“Dispatch” Rumpus

Serious question to Cannes-based Jordan Ruimy: “Given the mostly encouraging reviews for Wes Anderson‘s The French Dispatch so far (an 88% Metacritic rating) and no other film doing as well with the critics so far, is it fair to suggest that Dispatch seems likely to emerge as a prime contender for the Palme d’Or?

The five biggies (and correct me if I’m wrong) are The French Dispatch, Drive My Car, Benedetta, Compartment #9 and Val.”

Ruimy to HE: “Dispatch is minor Anderson.”

HE to Ruimy: “Not as good as Grand Budapest Hotel?”

Ruimy to HE: “Hell no.”

HE to Ruimy: “Okay.”

Ruimy to HE: “[David] Ehrlich didn’t even like it.”

HE to Ruimy: “I was influenced by Peter Debruge‘s Variety rave…so he’s just capitulating to the underlying desire to praise films because it feels good or something?”

■ Problem to solve ■
In the exchange about The French Dispatch, copy out verbatim everything from "Serious question to" down to "the Palme d’Or?".

■ Data ■
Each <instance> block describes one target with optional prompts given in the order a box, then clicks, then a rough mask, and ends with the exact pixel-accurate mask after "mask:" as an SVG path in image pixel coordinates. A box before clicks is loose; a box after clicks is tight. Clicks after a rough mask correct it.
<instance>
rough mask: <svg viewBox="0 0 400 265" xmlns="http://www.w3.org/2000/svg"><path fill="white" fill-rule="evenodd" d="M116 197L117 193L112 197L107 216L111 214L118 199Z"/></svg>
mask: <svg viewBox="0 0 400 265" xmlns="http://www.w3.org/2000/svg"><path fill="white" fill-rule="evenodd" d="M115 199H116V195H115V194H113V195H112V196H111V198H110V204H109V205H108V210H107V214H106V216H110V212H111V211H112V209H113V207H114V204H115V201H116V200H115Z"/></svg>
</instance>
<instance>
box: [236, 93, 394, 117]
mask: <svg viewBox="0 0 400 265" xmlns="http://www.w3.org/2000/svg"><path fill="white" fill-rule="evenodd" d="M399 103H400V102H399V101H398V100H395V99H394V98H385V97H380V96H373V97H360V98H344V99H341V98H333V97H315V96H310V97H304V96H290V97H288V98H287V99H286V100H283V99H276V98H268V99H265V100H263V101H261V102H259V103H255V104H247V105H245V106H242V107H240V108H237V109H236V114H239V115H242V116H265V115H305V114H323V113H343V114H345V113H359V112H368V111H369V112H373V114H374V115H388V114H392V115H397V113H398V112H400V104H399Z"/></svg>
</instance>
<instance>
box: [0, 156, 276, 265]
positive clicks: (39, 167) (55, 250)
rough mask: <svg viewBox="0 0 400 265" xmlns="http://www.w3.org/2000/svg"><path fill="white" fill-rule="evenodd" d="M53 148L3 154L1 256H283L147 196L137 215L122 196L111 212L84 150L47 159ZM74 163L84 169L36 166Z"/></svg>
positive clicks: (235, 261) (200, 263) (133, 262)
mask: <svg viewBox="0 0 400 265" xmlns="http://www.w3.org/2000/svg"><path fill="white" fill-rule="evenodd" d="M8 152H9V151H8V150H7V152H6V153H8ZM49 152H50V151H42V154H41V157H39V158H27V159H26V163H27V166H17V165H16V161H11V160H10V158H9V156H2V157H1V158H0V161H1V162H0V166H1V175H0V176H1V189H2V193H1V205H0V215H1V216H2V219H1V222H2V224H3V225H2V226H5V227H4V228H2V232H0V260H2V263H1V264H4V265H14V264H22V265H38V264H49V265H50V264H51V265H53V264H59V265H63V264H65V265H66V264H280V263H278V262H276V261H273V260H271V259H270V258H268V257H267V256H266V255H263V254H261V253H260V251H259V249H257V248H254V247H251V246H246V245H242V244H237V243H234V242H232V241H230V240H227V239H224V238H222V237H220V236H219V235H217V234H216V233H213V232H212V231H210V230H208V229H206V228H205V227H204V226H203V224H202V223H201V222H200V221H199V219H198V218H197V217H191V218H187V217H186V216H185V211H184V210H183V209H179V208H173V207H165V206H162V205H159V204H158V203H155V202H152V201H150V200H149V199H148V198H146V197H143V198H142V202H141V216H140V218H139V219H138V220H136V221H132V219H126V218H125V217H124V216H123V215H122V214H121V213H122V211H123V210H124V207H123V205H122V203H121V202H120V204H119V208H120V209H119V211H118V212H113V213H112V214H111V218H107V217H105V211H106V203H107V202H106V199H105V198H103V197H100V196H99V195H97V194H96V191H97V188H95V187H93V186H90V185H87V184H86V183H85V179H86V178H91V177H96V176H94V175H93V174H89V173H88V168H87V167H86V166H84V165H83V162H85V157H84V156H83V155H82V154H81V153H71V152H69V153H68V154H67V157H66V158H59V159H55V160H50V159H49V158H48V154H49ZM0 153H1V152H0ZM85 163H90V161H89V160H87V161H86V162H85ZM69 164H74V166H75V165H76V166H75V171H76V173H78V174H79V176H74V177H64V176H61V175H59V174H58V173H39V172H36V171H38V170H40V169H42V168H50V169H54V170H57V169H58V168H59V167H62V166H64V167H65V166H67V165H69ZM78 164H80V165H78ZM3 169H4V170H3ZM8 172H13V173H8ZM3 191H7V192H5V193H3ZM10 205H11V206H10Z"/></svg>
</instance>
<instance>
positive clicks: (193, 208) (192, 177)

■ Your solution ■
Serious question to Cannes-based Jordan Ruimy: “Given the mostly encouraging reviews for Wes Anderson‘s The French Dispatch so far (an 88% Metacritic rating) and no other film doing as well with the critics so far, is it fair to suggest that Dispatch seems likely to emerge as a prime contender for the Palme d’Or?